--- Source extract ---

Skip to content

Latest commit

 

History

History
544 lines (379 loc) · 18.5 KB

File metadata and controls

544 lines (379 loc) · 18.5 KB

Audio Processing & Filter Tuning Guide

This guide covers the audio processing pipeline in ham-to-text: how each stage works, how to tune it for different conditions, and how to troubleshoot common issues.

Pipeline Overview

Audio flows through these stages in order:

Input Audio -> SoX Preprocess -> VAD Segmentation -> Denoiser (per segment) -> Whisper Transcription
  1. SoX Preprocess -- bandpass filtering, clarity EQ, dynamic range compression, normalization
  2. VAD -- WebRTC voice activity detection with energy-based gap recovery
  3. Denoiser -- spectral gating noise suppression (noisereduce) per segment
  4. Whisper -- speech-to-text with conversational context from prior segments

Use --debug-audio DIR to save intermediate WAV files after each stage for inspection:

ham-to-text file audio.wav --denoiser noisereduce --debug-audio /tmp/debug

This produces:

/tmp/debug/
  00_input.wav                  # Raw input
  01_sox_preprocess.wav         # After SoX
  02_noisereduce_seg000.wav     # After denoiser (per VAD segment)
  02_noisereduce_seg001.wav
  ...

Stage 1: SoX Preprocessing

SoX applies five effects in sequence: highpass, lowpass, EQ boost, compand, and norm. The order matters -- each effect feeds into the next.

Highpass Filter

Removes frequencies below the cutoff. Uses a 2nd-order Butterworth filter (12 dB/octave rolloff).

Config Default TOML
sox_highpass_hz 200 [sox] highpass_hz = 200

What it removes: Mains hum (50/60 Hz), power supply buzz, wind rumble, mechanical vibrations.

Tuning guidance:

Value Use Case
100 Hz Preserve deep male voices, more permissive
200 Hz Default. Good general-purpose for ham radio
300 Hz Matches traditional SSB bandwidth (300-2700 Hz). More aggressive noise removal but thins male voices

Human voice fundamentals range from ~85 Hz (deep male) to ~255 Hz (female). The 200 Hz default trims the lowest fundamentals while keeping most voice energy intact.

Lowpass Filter

Removes frequencies above the cutoff. Also a 2nd-order Butterworth.

Config Default TOML
sox_lowpass_hz 3400 [sox] lowpass_hz = 3400

What it removes: High-frequency hiss, static, digital noise, adjacent-channel interference.

Tuning guidance:

Value Use Case
2700 Hz Strict SSB bandwidth. Maximum noise removal but can sound muffled
3400 Hz Default. ITU telephony bandwidth. Good clarity/noise balance
4000 Hz FM signals or cleaner recordings. Preserves more consonant detail

Consonants (s, t, f) carry energy up to 4-8 kHz. Keeping the cutoff at 3400 Hz preserves most intelligibility while cutting noise above the voice band.

Together, highpass + lowpass form a bandpass filter that isolates the voice-frequency range.

Clarity EQ Boost

Narrowband ham radio audio (8kHz SSB) concentrates most energy below 800 Hz, making voices sound muffled. The EQ boost lifts the 1-3 kHz clarity range where consonants and speech intelligibility live.

---

Request A
In the audio processing guide, what kind of filter does the SoX highpass stage use?
Request B
Extend the audio processing guide past its last sentence, carrying on with the clarity EQ boost section.
The records have no connection to the audio processing guide.

--- Given records ---

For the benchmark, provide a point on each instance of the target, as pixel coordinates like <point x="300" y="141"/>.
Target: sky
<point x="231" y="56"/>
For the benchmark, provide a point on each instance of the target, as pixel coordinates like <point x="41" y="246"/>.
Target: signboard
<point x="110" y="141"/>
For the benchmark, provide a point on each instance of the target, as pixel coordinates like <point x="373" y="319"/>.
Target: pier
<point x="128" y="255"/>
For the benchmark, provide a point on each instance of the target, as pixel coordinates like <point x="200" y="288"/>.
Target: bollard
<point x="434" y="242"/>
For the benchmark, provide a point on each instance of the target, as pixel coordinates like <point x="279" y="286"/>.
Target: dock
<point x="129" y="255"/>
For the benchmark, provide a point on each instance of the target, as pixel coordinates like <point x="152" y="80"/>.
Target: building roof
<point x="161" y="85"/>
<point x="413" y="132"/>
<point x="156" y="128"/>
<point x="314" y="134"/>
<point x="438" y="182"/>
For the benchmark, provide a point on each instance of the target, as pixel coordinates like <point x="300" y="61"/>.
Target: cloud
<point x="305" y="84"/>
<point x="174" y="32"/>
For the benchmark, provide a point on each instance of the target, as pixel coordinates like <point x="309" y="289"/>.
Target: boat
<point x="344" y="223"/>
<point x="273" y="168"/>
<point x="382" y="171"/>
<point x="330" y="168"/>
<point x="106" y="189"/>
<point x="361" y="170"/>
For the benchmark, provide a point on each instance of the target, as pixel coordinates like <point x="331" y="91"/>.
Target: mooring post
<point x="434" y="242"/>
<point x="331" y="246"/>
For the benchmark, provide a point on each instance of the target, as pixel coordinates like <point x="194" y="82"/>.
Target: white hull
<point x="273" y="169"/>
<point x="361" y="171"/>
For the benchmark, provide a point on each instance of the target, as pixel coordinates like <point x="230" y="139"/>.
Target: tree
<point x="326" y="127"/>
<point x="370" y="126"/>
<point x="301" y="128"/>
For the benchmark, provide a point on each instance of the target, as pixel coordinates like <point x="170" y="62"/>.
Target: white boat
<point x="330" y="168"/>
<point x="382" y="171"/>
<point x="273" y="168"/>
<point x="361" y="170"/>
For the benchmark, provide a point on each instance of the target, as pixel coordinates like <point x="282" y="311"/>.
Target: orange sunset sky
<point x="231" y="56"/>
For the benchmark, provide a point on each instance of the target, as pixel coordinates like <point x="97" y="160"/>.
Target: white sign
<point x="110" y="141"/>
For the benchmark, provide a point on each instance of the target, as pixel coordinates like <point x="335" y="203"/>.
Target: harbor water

---

Output A
A 2nd-order Butterworth filter with a 12 dB/octave rolloff.

Output B
Config Default TOML
sox_eq_center_hz 1800 [sox] eq_center_hz = 1800
sox_eq_boost_db 6.0 [sox] eq_boost_db = 6.0

The EQ uses a parametric equalizer with Q=1.5, centered at the configured frequency. Set eq_boost_db = 0 to disable.

Tuning guidance:

Boost Use Case
0 dB Disabled. Use for already-clear audio or wideband FM
3-4 dB Light boost. Slightly improves clarity without changing character
6 dB Default. Noticeable clarity improvement for narrowband SSB
8-10 dB Aggressive. Can sound harsh but maximizes intelligibility on very muffled signals

Center frequency: 1800 Hz is a good default for SSB voice. Lower (1200-1500 Hz) emphasizes warmth, higher (2000-2500 Hz) emphasizes crispness.

Compand (Dynamic Range Compression)

The compand effect is a dynamic range processor -- it adjusts volume based on signal level. This is the most complex effect in the chain.

The current (hardcoded) parameters are:

compand 0.01,0.2  -60,-60,-30,-10,0,-3  -3  -60  0.1

Here is what each part does:

Attack and Decay: 0.01,0.2

  • Attack = 0.01s (10 ms): How fast the compressor reacts to audio getting louder. Fast attack catches pops and bursts quickly.
  • Decay = 0.2s (200 ms): How fast it reacts to audio getting quieter. Slower decay prevents choppy "pumping" artifacts, while still tracking speech cadence.

Transfer Function: -60,-60,-30,-10,0,-3

Read as input/output dB pairs defining how volume is remapped:

Input Level Output Level Effect
-60 dB -60 dB Noise floor -- no change (gate threshold)
-30 dB -10 dB +20 dB boost -- pulls up weak signals
0 dB -3 dB -3 dB reduction -- soft-limits loud signals

Between these points, SoX interpolates linearly in dB space. The net effect:

  • Below -60 dB: Treated as silence/noise, passed through unchanged
  • -60 to -30 dB: Weak signals get dramatically boosted (this is where faint radio signals live)
  • -30 to 0 dB: Heavy compression -- the 30 dB input range maps to only 7 dB of output. Loud and medium signals come out nearly the same volume

This approximates an AGC (Automatic Gain Control) that normalizes voice levels across the dynamic range.

Gain: -3

Fixed gain applied after the transfer function. Shifts everything down 3 dB to prevent clipping after the boost from compression.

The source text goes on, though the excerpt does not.